Stored records

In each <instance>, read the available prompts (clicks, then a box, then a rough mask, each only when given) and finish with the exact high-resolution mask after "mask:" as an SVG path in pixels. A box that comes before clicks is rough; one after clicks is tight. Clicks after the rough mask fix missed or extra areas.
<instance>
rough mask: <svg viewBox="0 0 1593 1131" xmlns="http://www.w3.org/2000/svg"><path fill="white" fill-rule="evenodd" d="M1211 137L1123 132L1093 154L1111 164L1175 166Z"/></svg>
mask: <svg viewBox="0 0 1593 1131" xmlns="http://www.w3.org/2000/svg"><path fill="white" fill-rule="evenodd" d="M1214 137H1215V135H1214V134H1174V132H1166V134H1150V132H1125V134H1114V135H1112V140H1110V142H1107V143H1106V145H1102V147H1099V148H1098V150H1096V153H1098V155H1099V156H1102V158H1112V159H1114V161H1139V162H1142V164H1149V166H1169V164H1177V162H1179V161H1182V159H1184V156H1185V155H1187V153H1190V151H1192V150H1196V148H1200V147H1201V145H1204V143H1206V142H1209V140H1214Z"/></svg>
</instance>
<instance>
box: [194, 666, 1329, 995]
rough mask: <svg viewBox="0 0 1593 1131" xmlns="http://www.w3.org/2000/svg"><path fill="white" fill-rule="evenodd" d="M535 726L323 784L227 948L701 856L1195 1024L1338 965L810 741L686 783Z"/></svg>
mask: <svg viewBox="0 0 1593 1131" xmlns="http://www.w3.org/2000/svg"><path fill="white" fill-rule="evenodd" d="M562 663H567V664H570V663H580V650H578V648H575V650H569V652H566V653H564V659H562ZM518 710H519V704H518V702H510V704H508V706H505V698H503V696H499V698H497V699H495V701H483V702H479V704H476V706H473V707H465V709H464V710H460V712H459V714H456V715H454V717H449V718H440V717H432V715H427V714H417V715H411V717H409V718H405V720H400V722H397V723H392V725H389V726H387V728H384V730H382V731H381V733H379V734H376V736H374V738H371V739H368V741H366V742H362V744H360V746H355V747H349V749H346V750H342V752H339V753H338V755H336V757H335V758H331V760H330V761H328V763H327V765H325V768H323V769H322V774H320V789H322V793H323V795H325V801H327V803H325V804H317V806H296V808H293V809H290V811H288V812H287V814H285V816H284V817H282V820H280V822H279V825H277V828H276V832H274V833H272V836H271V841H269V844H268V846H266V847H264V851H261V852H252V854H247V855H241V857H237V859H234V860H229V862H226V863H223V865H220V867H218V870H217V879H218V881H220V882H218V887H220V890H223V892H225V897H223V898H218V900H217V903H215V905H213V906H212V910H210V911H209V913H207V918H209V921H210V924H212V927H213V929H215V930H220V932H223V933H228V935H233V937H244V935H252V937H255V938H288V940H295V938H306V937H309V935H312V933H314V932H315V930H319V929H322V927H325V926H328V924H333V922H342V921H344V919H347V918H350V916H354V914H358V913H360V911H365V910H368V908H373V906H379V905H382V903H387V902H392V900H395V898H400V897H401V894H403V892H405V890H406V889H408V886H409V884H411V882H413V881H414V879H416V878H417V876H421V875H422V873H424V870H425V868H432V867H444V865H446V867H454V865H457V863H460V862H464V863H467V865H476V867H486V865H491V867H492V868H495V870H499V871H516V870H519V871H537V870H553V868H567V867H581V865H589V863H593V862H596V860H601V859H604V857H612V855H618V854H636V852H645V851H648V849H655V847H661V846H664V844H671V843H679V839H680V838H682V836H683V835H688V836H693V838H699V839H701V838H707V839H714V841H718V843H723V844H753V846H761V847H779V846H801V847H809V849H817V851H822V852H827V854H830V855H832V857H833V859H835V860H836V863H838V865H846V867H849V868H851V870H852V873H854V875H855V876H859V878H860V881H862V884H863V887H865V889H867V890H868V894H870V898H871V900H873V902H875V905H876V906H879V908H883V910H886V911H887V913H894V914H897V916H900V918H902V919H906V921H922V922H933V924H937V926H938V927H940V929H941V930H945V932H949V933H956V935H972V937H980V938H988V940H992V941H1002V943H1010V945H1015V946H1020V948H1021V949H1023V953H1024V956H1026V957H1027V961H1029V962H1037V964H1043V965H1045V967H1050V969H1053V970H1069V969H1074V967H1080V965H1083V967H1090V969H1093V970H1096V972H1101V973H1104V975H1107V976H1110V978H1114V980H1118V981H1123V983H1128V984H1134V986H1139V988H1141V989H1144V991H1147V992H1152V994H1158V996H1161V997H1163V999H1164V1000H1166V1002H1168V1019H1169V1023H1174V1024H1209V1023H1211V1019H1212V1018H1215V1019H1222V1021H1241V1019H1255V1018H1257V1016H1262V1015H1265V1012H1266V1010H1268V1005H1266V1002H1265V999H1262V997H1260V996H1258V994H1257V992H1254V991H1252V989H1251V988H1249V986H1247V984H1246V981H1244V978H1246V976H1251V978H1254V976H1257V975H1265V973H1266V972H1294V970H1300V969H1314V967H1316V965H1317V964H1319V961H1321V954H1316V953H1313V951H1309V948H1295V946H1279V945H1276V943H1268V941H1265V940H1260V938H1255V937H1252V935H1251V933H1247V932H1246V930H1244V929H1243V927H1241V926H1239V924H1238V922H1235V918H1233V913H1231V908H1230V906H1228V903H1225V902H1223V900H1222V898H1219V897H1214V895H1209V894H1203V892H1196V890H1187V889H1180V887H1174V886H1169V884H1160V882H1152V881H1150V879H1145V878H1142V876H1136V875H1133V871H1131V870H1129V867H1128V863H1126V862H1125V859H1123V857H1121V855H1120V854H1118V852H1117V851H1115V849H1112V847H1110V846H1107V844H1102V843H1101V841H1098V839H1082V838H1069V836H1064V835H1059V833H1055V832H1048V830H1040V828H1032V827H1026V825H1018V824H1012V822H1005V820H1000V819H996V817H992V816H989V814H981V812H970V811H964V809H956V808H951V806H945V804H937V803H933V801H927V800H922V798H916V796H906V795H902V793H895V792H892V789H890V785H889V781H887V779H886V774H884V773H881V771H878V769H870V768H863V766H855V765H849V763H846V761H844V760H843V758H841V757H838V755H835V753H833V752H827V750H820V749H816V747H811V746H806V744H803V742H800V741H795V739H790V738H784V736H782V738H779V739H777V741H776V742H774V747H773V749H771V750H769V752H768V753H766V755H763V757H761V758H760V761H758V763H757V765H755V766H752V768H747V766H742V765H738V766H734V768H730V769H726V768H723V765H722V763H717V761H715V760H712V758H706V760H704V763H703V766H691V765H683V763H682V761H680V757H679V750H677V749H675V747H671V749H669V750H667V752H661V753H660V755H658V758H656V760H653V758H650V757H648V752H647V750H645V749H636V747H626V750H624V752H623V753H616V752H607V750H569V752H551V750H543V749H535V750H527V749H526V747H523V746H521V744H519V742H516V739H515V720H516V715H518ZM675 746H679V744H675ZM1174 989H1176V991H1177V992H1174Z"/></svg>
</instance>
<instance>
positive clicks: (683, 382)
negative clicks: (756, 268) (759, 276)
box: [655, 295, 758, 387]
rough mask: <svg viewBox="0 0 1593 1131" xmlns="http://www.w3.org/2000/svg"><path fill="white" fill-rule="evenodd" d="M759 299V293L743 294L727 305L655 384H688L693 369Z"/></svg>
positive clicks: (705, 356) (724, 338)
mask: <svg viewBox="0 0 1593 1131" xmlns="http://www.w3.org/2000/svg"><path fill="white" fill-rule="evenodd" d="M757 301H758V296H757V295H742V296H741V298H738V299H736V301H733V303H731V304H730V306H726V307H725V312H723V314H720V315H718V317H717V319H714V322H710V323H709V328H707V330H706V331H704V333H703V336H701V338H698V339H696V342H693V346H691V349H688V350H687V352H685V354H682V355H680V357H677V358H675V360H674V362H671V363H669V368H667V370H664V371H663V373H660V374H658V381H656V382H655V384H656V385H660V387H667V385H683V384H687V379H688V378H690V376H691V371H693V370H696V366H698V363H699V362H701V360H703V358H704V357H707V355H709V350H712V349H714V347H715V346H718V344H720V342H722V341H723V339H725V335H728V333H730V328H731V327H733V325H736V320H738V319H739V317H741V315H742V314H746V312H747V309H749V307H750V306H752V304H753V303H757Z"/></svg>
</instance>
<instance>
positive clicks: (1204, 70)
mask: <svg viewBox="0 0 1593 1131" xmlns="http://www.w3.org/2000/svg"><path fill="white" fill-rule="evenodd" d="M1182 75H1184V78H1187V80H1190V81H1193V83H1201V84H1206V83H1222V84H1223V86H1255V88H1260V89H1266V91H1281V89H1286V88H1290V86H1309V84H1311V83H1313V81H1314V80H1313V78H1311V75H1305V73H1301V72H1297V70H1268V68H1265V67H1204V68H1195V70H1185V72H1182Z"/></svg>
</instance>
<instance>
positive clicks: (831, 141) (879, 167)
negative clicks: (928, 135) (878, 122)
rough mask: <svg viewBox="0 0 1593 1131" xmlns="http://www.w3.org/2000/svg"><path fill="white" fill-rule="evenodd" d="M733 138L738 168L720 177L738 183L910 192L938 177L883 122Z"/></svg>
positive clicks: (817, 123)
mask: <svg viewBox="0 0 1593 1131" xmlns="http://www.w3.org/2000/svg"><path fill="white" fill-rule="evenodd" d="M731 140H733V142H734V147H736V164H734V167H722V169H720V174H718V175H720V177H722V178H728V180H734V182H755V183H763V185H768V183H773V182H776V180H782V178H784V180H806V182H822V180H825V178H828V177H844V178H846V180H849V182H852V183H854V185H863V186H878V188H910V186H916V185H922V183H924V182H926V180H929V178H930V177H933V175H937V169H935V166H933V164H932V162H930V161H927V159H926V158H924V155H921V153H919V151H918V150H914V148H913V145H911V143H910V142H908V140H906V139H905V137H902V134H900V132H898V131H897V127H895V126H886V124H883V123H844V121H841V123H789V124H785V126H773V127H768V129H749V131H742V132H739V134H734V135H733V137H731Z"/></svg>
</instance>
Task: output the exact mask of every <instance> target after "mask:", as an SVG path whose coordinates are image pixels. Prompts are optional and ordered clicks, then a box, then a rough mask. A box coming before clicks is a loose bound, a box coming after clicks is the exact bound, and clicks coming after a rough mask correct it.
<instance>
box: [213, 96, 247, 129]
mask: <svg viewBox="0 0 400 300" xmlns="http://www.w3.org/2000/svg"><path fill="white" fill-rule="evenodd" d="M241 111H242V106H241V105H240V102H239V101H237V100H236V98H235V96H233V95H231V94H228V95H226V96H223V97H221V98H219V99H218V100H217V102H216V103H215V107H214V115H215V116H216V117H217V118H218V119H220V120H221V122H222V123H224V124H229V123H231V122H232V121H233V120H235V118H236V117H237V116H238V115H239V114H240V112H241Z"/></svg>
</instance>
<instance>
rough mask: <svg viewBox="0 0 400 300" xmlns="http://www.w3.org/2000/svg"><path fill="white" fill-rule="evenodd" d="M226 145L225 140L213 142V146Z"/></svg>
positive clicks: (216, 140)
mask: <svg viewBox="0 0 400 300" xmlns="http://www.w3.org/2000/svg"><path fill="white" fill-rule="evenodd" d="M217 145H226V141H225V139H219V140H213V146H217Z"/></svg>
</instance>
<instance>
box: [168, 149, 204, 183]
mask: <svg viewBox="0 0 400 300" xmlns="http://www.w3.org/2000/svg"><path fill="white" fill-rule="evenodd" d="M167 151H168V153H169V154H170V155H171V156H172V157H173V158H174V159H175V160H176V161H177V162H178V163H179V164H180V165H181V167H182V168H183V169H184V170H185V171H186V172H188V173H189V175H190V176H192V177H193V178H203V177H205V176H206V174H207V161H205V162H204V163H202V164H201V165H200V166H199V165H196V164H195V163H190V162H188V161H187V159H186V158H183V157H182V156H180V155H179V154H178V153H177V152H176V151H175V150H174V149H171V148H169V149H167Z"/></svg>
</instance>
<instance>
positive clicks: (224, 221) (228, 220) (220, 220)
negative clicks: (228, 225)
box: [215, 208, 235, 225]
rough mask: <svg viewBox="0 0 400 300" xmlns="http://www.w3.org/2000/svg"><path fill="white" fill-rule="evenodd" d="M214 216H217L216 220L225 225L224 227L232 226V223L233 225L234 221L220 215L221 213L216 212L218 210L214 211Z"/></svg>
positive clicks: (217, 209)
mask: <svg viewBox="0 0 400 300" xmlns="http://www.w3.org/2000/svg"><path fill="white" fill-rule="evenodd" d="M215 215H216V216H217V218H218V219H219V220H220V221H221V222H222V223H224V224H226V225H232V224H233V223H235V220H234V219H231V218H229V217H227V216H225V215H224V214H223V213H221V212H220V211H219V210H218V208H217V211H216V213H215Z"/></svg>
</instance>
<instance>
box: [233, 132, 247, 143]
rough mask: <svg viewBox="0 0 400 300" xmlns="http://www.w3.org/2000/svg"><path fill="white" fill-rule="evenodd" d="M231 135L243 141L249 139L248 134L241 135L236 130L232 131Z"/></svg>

*Problem details*
The word to look for is "before"; copy out every line of the entries that holds it.

*Task response*
In each <instance>, read the available prompts (clicks, then a box, then a rough mask, each only when given) and finish with the exact high-resolution mask after "mask:" as an SVG path in pixels. A box that comes before clicks is rough; one after clicks is tight. Clicks after the rough mask fix missed or extra areas.
Task: output the exact mask of every <instance> target after "mask:", as an SVG path whose coordinates are image pixels. Prompts are optional and ordered clicks, then a box, then a rough mask. A box coming before clicks is a loose bound, a box coming after clicks is the exact bound, and clicks coming after a rough mask correct it.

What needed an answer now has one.